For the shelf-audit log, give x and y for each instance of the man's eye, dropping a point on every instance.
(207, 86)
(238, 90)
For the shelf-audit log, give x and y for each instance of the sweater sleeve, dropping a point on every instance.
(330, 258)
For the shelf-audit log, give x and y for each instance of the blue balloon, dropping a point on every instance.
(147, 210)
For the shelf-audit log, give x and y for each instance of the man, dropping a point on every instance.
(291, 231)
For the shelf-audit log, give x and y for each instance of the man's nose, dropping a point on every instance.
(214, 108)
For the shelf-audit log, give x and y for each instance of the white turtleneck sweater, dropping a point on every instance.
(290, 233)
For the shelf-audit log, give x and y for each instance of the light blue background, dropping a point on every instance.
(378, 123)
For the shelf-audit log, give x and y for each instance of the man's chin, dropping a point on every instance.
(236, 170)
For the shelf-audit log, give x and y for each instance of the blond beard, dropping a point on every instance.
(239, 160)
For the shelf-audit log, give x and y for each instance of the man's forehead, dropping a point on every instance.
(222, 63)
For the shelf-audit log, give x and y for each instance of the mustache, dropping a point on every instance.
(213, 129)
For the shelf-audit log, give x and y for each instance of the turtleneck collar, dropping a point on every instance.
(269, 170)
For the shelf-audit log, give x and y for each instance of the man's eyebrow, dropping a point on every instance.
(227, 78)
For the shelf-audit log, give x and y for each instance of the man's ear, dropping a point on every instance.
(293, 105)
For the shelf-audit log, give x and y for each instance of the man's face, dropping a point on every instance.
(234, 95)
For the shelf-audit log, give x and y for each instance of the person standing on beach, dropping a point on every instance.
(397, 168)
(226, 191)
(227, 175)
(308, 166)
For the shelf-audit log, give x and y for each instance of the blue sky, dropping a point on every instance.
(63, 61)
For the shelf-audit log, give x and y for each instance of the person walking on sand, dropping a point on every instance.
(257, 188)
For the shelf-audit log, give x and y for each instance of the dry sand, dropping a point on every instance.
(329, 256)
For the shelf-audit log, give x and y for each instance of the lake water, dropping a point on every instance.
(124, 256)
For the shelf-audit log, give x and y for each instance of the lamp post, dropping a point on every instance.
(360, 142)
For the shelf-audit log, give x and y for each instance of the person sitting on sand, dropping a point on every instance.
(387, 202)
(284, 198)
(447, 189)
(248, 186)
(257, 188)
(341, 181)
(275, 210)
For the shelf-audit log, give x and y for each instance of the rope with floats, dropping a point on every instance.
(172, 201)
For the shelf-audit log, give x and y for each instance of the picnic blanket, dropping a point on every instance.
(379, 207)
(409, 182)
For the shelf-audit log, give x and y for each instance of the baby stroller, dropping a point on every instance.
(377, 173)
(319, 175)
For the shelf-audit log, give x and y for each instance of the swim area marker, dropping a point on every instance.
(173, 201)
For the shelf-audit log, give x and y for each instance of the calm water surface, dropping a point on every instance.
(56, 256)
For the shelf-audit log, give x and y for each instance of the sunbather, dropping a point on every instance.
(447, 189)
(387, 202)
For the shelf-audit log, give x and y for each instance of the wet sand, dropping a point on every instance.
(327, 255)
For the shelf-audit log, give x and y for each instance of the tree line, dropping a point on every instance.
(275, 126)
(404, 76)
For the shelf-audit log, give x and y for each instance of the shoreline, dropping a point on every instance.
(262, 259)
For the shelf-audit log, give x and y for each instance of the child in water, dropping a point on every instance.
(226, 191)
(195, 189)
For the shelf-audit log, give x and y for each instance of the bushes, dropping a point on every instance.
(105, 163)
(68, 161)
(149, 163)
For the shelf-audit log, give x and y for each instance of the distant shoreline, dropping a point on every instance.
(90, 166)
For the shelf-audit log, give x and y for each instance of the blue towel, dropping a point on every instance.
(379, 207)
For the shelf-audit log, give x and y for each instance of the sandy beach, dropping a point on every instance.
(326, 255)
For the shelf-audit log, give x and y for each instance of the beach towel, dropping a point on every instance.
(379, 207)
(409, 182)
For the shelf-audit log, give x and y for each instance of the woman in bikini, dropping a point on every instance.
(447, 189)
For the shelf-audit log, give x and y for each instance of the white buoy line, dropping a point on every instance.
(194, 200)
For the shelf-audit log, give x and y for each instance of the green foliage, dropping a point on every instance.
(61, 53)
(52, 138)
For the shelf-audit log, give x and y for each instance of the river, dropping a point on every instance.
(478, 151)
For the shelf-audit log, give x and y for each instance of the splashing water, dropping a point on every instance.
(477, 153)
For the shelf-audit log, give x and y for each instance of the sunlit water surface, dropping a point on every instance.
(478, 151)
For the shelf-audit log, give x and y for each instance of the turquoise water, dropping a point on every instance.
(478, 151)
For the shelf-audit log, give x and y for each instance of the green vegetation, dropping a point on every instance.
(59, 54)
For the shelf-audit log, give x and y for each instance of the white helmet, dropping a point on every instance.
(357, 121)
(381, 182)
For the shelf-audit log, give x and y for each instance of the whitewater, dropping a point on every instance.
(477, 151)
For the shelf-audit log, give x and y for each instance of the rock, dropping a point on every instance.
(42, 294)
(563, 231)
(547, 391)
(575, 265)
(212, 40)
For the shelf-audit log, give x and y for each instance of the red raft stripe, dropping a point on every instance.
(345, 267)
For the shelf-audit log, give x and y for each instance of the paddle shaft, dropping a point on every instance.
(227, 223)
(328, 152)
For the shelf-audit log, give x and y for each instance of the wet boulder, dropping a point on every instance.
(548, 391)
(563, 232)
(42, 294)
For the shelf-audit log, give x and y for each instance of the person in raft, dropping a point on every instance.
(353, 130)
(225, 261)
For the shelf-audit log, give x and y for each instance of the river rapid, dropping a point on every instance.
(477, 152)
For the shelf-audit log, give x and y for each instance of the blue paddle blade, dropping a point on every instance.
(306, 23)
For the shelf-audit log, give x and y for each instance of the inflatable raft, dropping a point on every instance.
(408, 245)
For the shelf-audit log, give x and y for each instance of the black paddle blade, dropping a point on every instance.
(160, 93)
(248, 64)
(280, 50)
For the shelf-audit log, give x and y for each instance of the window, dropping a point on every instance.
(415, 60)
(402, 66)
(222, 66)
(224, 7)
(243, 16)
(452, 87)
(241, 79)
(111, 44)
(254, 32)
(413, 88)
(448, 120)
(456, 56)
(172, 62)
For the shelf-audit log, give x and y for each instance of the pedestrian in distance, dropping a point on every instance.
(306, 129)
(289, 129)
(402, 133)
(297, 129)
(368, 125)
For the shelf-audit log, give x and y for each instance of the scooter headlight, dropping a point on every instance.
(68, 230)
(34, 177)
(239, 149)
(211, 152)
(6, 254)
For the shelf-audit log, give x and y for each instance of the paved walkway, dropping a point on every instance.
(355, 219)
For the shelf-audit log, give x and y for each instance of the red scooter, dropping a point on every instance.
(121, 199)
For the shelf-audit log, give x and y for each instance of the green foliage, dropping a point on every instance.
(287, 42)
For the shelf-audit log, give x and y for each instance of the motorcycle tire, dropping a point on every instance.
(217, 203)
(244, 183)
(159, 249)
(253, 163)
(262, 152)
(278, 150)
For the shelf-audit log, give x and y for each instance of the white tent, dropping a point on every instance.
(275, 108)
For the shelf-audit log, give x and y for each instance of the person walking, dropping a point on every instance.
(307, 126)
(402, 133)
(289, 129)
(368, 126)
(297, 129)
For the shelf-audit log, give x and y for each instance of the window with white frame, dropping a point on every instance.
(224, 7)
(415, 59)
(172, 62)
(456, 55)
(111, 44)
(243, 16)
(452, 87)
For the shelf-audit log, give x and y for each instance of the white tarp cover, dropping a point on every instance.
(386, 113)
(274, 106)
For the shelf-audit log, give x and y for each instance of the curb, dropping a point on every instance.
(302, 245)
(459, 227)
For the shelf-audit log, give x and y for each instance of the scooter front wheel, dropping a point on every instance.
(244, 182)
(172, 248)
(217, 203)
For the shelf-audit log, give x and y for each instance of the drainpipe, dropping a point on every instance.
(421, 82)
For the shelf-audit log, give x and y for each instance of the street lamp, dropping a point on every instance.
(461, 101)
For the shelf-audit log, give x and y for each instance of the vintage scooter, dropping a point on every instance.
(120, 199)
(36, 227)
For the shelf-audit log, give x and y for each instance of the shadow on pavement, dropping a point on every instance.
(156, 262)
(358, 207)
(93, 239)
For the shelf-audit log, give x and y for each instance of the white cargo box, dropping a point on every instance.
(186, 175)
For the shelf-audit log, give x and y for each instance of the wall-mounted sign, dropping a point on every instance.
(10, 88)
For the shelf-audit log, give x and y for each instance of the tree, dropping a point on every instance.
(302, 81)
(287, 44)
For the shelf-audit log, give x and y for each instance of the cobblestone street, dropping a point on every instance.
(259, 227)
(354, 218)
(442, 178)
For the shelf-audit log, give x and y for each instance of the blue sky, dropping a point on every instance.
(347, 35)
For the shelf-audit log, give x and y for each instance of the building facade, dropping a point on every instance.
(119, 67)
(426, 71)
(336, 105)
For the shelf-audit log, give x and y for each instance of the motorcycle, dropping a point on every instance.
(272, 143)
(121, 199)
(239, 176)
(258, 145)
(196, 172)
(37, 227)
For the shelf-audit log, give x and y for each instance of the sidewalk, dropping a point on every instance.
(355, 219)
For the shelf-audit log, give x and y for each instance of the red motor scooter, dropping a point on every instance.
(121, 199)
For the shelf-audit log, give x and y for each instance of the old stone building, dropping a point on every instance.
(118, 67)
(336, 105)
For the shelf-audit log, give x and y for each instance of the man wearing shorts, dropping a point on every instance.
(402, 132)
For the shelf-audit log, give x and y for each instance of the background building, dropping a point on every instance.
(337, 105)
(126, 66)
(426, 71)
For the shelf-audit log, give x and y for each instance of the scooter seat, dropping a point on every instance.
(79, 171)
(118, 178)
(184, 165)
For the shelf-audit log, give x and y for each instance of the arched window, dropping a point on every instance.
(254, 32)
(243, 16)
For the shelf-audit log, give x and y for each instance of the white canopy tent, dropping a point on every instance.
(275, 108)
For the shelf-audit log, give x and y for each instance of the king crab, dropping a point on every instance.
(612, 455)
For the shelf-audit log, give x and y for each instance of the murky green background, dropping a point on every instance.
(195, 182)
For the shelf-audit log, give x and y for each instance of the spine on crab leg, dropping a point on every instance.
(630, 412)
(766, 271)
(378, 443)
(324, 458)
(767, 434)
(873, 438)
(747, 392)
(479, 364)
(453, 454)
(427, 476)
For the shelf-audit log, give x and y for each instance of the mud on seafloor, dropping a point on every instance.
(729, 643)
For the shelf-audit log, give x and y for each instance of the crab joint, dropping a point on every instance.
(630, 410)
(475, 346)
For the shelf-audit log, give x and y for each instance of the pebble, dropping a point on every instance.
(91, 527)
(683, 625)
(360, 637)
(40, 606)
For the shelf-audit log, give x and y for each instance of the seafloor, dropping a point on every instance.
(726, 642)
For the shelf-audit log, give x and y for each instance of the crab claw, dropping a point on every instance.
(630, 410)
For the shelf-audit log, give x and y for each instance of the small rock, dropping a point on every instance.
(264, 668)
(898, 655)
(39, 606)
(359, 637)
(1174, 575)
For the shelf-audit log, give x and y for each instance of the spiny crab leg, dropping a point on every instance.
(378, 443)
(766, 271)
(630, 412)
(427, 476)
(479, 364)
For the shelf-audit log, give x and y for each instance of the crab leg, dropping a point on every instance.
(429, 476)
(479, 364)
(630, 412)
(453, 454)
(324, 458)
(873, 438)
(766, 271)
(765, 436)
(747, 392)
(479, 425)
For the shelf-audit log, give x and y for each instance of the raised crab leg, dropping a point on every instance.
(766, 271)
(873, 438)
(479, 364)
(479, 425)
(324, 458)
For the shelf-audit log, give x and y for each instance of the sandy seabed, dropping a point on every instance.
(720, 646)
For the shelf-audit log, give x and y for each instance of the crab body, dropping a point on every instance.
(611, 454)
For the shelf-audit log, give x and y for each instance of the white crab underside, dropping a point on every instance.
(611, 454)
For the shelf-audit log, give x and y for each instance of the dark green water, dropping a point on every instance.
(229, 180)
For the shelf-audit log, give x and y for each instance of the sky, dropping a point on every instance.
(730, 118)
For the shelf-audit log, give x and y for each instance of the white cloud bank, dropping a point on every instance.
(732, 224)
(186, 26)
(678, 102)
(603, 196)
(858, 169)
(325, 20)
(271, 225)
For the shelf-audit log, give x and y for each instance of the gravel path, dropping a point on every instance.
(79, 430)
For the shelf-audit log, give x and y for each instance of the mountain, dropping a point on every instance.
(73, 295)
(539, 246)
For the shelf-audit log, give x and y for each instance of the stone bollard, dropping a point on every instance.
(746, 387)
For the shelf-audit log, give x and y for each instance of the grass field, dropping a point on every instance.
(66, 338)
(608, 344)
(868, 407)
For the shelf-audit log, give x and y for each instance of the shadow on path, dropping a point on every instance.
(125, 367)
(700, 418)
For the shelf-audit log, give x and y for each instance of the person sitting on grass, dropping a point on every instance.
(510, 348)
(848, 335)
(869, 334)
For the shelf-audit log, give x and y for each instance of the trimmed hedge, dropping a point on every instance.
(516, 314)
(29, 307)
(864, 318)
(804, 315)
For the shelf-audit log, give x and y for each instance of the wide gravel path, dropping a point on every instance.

> **Task to complete**
Look above for the line that holds "the sky, dropping a point on every instance.", then copy it and each line after it exactly, through the last line of the data.

> **Response to the exercise**
For the shelf-audit log, give x and y for each instance of the sky, dropping a point on every instance.
(730, 118)
For the shelf-audit log, give x and y for each instance of the white cloud bank, dropping a point on every instance.
(732, 224)
(186, 26)
(678, 102)
(603, 196)
(858, 169)
(325, 20)
(271, 225)
For the shelf-audit log, give x and y for each instance of the gravel path, dropping a point on every instance.
(79, 430)
For the shelf-audit log, give x and y for each instance of the mountain, dropping a point on every instance.
(73, 295)
(539, 246)
For the shelf-audit log, give x and y for each instance of the stone bollard, dropping a point on every instance.
(746, 387)
For the shelf-audit log, give x and y for each instance of the grass field, dropping a point on every instance.
(66, 338)
(608, 344)
(868, 407)
For the shelf-audit log, give x and y for each instance of the shadow on path, dropping a point on every instance.
(125, 367)
(700, 418)
For the shelf-audit log, give x and y for each instance of the person sitting on grass, dropping a point on every instance.
(510, 348)
(848, 335)
(869, 334)
For the shelf-audit log, give x and y for each instance of the trimmed hedge, dropping a point on every instance.
(516, 314)
(29, 307)
(864, 318)
(804, 315)
For the shelf-audit log, give x and y for each instance of the wide gravel path, dropping a point on every instance.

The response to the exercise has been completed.